■ Bloco de texto:

-*-

Expansão da geração eólica em Pernambuco segue ignorando salvaguardas socioambientais

expansão geração eólica Pernambuco
Pietro/Wikimedia Commons

Violações de direitos em PE e condenação de empresa eólica por danos morais no RN reforçam necessidade das salvaguardas socioambientais para projetos de energia renovável.

O planeta necessita urgentemente eliminar os combustíveis fósseis e ampliar exponencialmente as fontes renováveis na matriz energética. Entretanto, nesse segundo ponto, também é fundamental reforçar que os projetos eólicos e solares, essenciais para a transição energética, precisam ser implantados de forma justa. Isso significa levar em conta não apenas a necessidade energética, mas também as necessidades de pessoas e comunidades atingidas, bem como do meio ambiente.

Entretanto, o que vem ocorrendo na implementação de usinas eólicas e solares no Brasil, principalmente no Nordeste, é uma sistemática violação de direitos de moradores de cidades e pequenos proprietários rurais por parte dos empreendedores. Isso motivou comunidades da região impactadas por parques eólicos e solares  a lançarem o documento “Salvaguardas socioambientais para energia renovável”. Elaborado com a ajuda de especialistas e coordenados pelo Plano Nordeste Potência (NEP), o guia, uma iniciativa inédita, apresenta mais de 100 recomendações para ajudar o país a enfrentar as contradições da implantação de parques eólicos e solares, que se vendem como “limpos”.

-*-

■ Linhas de dados:
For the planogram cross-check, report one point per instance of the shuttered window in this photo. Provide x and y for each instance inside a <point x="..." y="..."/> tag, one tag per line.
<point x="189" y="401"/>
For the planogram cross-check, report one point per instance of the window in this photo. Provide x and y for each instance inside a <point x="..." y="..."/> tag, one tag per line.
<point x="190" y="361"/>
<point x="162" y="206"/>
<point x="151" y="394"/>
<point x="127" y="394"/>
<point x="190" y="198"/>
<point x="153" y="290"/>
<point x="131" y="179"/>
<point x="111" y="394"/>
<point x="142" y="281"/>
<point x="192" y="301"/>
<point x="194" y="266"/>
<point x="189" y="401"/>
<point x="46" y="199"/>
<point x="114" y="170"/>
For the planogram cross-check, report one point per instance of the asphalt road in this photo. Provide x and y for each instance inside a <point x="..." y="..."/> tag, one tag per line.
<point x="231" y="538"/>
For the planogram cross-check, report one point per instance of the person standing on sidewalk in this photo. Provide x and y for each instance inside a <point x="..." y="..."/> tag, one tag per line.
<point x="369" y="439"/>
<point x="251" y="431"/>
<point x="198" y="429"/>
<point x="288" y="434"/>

-*-

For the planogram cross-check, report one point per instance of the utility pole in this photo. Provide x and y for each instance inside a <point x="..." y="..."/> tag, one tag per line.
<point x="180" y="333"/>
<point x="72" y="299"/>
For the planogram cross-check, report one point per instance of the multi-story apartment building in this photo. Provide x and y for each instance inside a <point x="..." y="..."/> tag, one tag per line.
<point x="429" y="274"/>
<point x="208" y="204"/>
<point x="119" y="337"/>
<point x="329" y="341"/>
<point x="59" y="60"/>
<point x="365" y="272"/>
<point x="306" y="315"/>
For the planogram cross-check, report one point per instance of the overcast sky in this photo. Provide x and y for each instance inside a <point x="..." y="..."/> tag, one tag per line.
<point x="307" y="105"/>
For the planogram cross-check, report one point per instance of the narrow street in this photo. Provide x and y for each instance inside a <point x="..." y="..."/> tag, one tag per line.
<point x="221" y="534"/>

-*-

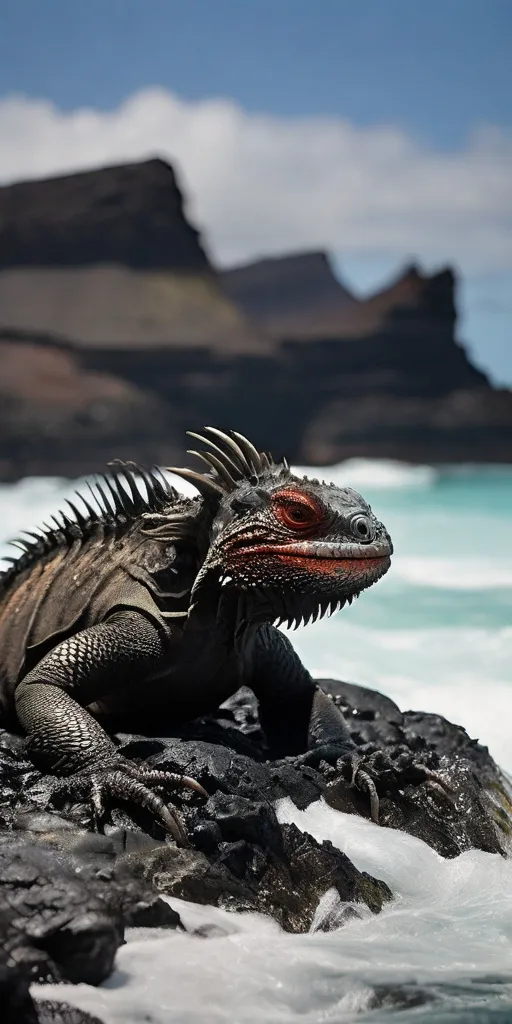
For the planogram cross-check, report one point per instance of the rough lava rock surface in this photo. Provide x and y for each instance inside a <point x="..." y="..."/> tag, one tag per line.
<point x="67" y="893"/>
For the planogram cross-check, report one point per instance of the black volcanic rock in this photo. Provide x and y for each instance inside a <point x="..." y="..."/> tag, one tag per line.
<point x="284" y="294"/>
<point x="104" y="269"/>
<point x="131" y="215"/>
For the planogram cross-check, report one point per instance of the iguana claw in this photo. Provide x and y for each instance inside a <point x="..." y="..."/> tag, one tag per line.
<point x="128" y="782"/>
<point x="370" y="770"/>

-*-

■ Pedido escrito: No texto sobre a expansão eólica em Pernambuco, quantas recomendações o documento “Salvaguardas socioambientais para energia renovável” apresenta? As linhas foram tiradas de uma fonte diferente.

■ Resposta escrita: O documento apresenta mais de 100 recomendações.